> **What the exercise asks**:
Lay out the data below, from the line with "Review step: verify that every instance of the dog's back" up to and including the last line of the data, as a two-column CSV headed instruction and response, with one row per instruction beside its answer. Enclose each field in double quotes and turn any line breaks inside a field into spaces.

####

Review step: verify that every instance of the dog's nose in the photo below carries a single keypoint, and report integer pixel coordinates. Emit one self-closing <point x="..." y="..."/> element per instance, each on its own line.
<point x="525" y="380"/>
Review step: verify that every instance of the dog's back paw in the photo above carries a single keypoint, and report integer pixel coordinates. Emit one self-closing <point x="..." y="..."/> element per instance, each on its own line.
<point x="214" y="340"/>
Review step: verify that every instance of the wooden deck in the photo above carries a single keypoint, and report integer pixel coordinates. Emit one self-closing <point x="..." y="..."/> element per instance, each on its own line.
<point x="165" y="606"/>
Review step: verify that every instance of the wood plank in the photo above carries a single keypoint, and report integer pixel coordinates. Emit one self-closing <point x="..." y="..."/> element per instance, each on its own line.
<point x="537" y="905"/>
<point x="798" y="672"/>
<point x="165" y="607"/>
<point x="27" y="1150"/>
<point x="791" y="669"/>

####

> **Answer to the problem**:
instruction,response
"Review step: verify that every instance of the dog's back paw in the photo above carries a single keypoint, and report integer pixel coordinates. Emit one self-closing <point x=""..."" y=""...""/> element per instance, each on its own line.","<point x=""214"" y=""340""/>"
"Review step: verify that every instance of the wooden deck in the photo above carries a single keypoint, and report integer pixel coordinates. Emit one self-closing <point x=""..."" y=""...""/> element per instance, each on its own line.","<point x=""165"" y=""606""/>"
"Review step: verify that every instance of the wood plank in the photo above carries a single keypoint, and report integer pixel coordinates. Emit one self-closing <point x=""..."" y=""...""/> element per instance, each on its own line.","<point x=""537"" y=""905""/> <point x=""798"" y=""672""/> <point x=""165"" y=""607""/> <point x=""27"" y=""1150""/> <point x=""791"" y=""669""/>"